Data listing:
* START *
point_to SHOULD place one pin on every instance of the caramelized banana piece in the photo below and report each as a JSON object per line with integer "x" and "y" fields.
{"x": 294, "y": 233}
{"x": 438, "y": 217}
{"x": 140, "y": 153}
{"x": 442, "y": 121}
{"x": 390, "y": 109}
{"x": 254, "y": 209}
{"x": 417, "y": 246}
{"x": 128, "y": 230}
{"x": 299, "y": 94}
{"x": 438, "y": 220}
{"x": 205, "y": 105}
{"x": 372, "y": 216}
* END *
> [Objective]
Express every line of the material above as a Markdown table with two columns, Row and Line. Number the rows in order and leave out any blank lines.

> [Reply to the exercise]
| Row | Line |
|---|---|
| 1 | point_to SHOULD place one pin on every instance of the caramelized banana piece in the photo below and report each as a JSON object per line with integer "x" and "y" fields. |
| 2 | {"x": 294, "y": 233} |
| 3 | {"x": 438, "y": 217} |
| 4 | {"x": 140, "y": 153} |
| 5 | {"x": 442, "y": 121} |
| 6 | {"x": 390, "y": 109} |
| 7 | {"x": 254, "y": 209} |
| 8 | {"x": 417, "y": 246} |
| 9 | {"x": 128, "y": 230} |
| 10 | {"x": 299, "y": 94} |
| 11 | {"x": 438, "y": 220} |
| 12 | {"x": 205, "y": 105} |
| 13 | {"x": 372, "y": 216} |